- Written request:
Recast as a numbered list the lines of the records below, beginning with the line that contains "Task: locate the statue" and continuing through the line that contains "x=132 y=165", with both of those lines included and blank lines left out. List only those lines.

- Information provided:
• • • •
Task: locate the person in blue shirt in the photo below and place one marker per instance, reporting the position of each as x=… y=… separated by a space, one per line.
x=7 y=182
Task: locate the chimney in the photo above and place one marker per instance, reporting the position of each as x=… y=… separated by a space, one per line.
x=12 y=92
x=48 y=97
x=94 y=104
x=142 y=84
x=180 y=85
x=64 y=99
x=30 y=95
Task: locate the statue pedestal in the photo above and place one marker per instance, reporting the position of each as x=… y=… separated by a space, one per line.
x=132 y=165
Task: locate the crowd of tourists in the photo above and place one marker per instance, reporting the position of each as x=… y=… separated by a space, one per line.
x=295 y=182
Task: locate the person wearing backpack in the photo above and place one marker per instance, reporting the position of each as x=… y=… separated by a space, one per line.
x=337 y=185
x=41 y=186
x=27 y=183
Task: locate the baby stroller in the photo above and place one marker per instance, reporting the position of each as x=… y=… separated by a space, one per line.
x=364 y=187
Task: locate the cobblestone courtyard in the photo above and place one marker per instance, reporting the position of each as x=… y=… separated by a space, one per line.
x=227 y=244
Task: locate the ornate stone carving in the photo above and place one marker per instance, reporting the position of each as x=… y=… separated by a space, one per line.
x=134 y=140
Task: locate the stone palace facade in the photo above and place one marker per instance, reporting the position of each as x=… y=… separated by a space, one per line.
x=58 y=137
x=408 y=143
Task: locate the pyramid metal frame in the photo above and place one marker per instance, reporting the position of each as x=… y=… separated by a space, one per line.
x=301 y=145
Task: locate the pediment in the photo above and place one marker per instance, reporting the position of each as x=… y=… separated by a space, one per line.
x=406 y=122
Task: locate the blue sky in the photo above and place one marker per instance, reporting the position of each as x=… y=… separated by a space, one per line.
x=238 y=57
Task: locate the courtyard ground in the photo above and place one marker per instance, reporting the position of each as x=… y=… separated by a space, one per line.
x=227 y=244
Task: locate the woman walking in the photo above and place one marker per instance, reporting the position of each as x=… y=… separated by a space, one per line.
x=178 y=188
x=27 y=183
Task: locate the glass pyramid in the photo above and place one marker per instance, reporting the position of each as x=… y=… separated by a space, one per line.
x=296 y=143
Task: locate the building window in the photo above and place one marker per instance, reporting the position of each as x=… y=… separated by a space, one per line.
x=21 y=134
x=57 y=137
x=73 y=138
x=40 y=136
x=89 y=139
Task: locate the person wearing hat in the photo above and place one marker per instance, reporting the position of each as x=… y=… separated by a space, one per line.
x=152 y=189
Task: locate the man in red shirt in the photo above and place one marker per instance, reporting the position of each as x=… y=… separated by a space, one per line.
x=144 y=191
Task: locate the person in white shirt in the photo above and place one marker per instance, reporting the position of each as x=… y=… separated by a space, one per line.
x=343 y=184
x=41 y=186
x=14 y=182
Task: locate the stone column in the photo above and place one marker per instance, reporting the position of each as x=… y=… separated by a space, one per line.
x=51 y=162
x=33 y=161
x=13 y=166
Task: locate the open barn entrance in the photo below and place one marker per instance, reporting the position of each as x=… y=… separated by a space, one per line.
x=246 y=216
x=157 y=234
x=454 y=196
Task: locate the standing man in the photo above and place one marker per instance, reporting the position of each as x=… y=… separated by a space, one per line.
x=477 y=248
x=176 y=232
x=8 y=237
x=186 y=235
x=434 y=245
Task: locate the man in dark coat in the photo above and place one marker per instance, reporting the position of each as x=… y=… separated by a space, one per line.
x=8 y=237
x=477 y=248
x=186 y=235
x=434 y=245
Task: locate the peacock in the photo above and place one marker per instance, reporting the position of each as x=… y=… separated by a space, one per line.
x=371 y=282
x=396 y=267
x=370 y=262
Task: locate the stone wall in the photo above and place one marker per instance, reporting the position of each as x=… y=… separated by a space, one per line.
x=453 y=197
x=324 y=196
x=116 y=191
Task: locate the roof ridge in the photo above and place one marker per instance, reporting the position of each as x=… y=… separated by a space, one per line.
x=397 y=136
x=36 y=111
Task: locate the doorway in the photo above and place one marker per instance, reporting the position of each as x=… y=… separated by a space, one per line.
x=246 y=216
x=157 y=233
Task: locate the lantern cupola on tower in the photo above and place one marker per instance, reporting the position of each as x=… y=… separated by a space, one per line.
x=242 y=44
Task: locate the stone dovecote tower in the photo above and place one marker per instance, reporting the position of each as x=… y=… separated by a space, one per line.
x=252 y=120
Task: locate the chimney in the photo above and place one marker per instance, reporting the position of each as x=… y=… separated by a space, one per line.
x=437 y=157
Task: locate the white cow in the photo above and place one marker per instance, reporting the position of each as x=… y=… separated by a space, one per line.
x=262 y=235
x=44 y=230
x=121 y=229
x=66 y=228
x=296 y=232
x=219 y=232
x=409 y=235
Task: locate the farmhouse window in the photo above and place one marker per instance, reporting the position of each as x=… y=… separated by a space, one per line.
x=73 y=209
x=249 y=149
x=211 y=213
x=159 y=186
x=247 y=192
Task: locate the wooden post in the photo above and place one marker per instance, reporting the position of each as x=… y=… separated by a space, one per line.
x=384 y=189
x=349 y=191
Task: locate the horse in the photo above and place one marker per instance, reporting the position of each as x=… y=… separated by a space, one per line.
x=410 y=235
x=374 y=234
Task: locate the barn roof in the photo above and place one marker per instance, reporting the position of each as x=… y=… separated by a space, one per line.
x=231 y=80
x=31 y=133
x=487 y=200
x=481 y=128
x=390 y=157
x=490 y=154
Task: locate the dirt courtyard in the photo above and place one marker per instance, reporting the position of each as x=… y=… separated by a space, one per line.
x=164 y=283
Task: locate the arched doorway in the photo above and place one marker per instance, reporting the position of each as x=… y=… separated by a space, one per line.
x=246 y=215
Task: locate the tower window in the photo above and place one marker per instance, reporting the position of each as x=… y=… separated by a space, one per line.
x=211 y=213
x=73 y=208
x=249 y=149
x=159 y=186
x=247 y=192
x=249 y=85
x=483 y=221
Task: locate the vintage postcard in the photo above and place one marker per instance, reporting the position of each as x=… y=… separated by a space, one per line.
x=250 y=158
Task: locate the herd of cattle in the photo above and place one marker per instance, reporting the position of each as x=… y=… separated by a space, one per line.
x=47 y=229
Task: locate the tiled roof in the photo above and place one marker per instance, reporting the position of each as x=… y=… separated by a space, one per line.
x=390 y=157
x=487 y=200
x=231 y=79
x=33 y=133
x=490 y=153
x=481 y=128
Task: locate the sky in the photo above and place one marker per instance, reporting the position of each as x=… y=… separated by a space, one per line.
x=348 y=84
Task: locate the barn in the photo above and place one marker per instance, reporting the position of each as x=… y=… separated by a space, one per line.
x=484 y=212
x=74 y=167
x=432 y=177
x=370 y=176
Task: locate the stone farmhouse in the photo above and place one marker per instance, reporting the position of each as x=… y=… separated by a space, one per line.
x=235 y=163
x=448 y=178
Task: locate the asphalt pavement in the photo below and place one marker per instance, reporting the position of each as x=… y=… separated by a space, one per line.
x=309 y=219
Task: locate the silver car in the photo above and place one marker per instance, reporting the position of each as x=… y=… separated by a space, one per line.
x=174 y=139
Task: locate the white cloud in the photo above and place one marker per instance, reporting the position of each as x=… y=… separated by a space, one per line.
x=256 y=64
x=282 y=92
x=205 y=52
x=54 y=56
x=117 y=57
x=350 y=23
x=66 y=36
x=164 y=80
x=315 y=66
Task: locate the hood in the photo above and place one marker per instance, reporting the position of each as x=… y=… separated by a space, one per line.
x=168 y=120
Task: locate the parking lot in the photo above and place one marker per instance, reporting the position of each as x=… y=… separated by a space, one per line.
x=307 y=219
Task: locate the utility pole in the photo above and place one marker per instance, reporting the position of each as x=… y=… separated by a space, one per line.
• • • •
- Task response:
1. Task: locate the statue pedestal in the photo above and place one marker per instance, reporting the position of each as x=… y=… separated by a space, one per line.
2. x=132 y=165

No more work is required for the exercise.